DIRECTIVE. Reproduce the lines of the records starting with the line that contains "Which region of" and continuing through the end of the records, keeping both of those ends. Keep each line unchanged.

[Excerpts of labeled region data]

+++

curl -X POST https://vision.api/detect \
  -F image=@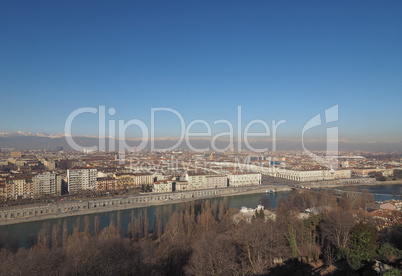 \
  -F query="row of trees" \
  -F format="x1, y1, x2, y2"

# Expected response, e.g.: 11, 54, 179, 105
0, 191, 402, 275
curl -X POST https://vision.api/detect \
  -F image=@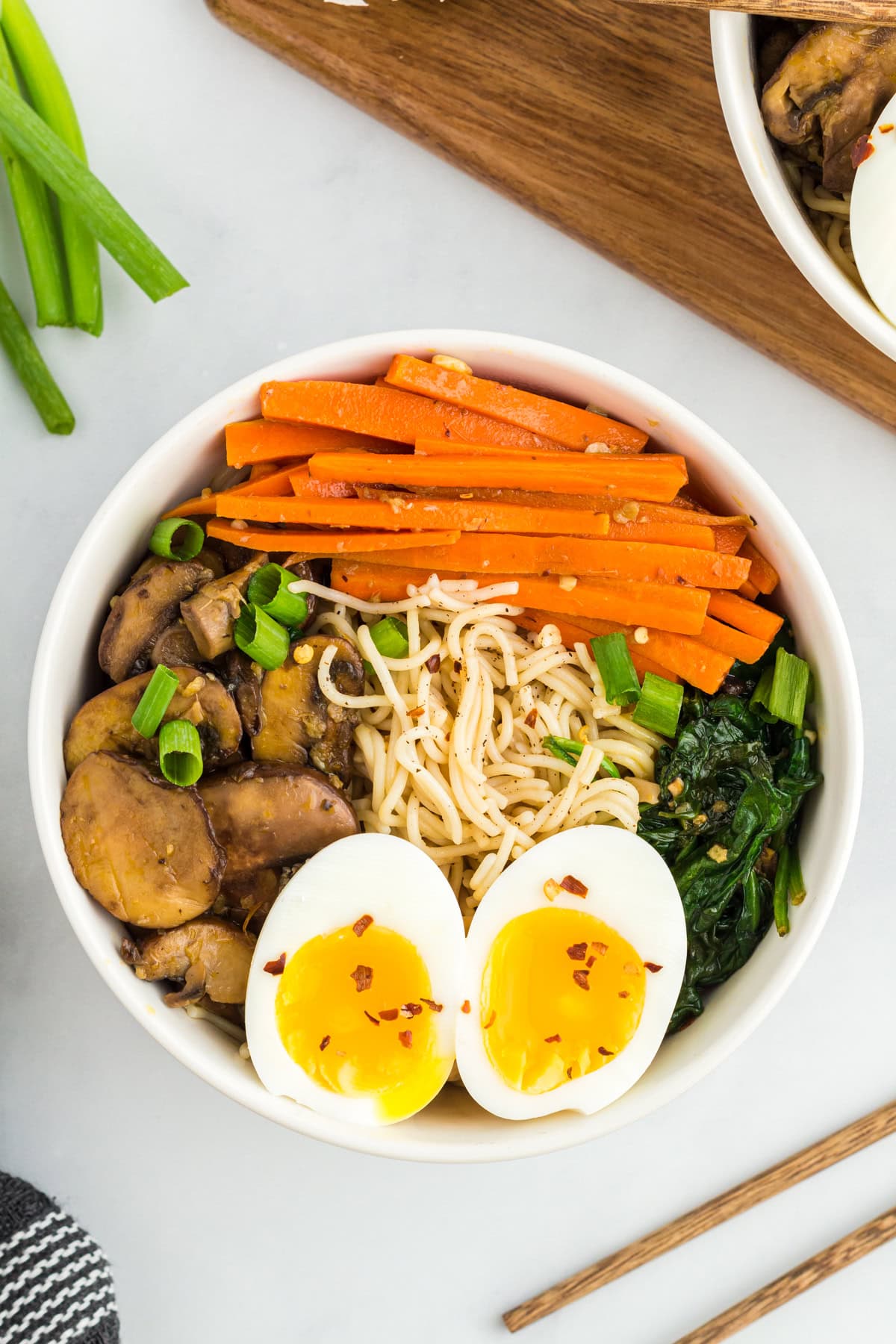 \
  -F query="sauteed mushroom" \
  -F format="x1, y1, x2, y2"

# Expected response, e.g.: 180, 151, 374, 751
199, 761, 358, 877
63, 667, 243, 774
252, 635, 364, 781
99, 561, 212, 682
121, 915, 255, 1007
762, 23, 896, 191
60, 751, 224, 929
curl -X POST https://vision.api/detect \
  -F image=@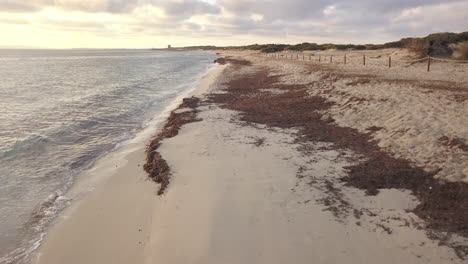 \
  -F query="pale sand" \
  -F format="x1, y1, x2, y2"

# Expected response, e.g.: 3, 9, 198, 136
33, 54, 463, 264
32, 66, 225, 264
225, 49, 468, 182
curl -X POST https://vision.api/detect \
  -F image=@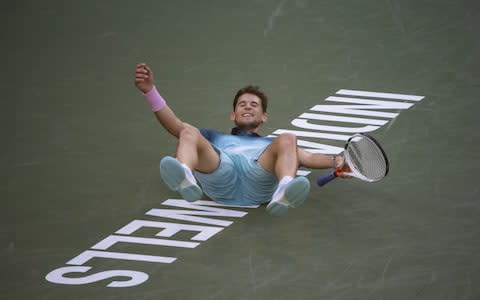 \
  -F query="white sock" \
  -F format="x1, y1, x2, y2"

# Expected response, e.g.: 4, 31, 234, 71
278, 176, 293, 186
182, 163, 197, 184
272, 176, 293, 199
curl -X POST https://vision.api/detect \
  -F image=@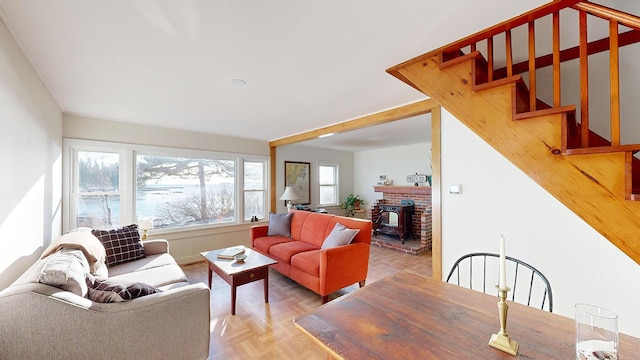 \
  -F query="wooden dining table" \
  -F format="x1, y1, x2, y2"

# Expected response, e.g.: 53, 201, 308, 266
294, 272, 640, 360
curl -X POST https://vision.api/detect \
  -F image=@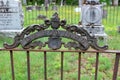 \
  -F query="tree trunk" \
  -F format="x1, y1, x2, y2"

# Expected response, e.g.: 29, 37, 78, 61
112, 0, 119, 6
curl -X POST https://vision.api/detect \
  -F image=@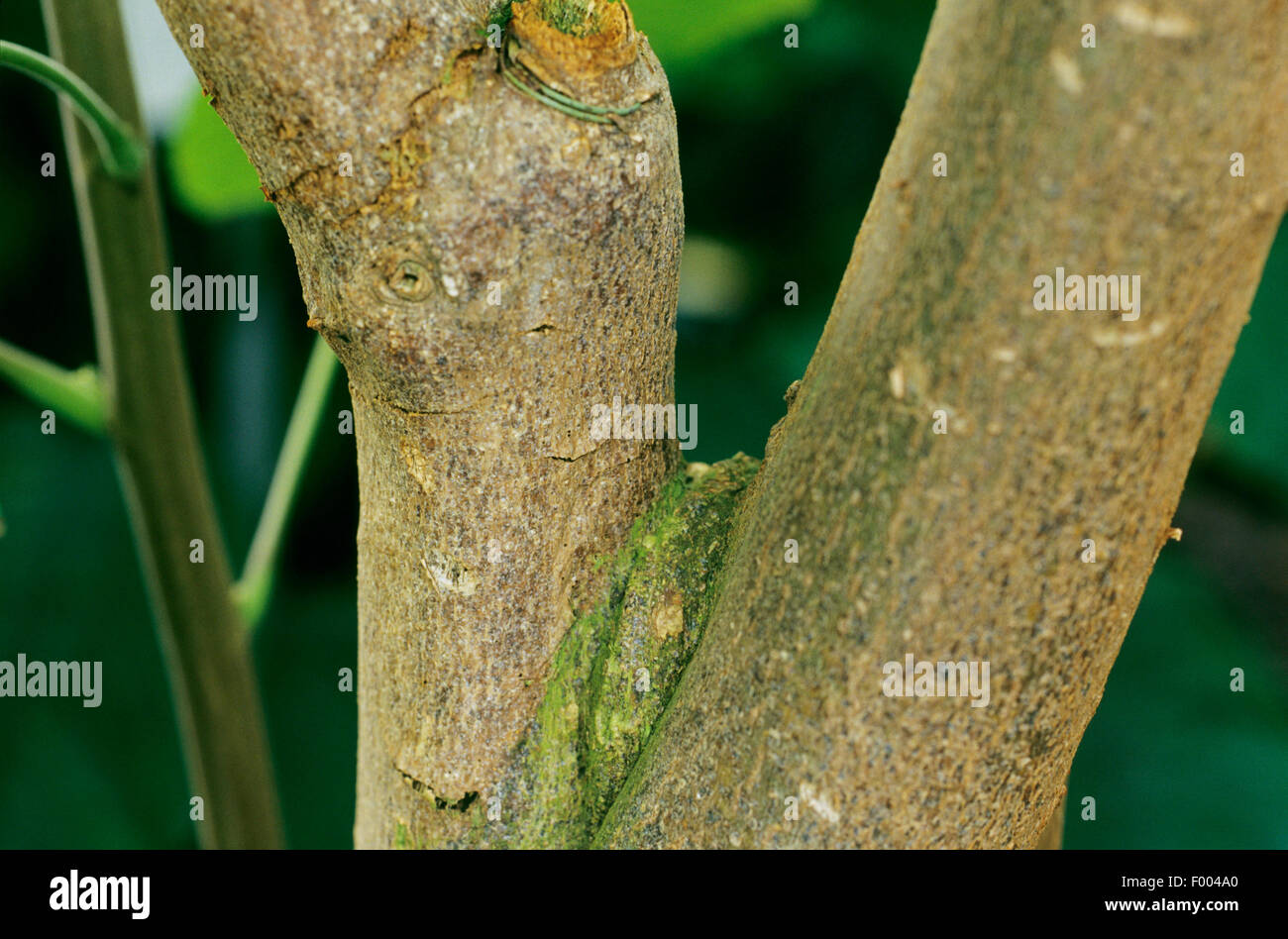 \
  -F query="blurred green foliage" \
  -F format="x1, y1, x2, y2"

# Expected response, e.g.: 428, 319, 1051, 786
164, 93, 273, 220
0, 0, 1288, 848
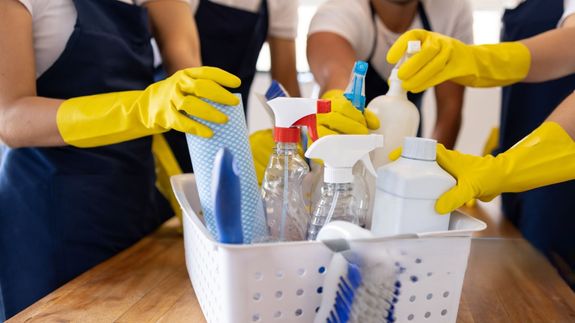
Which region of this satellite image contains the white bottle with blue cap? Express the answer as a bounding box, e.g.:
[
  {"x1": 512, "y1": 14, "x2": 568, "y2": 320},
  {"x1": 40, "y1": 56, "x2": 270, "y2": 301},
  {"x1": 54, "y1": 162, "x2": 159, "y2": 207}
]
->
[{"x1": 371, "y1": 137, "x2": 456, "y2": 236}]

+++

FINISHED ANSWER.
Which region of this satellite image contains the white bottle with blue cap? Express the answer as a bounding box, e.g.:
[
  {"x1": 512, "y1": 14, "x2": 568, "y2": 320},
  {"x1": 40, "y1": 56, "x2": 270, "y2": 301},
  {"x1": 54, "y1": 162, "x2": 159, "y2": 207}
]
->
[{"x1": 371, "y1": 137, "x2": 456, "y2": 236}]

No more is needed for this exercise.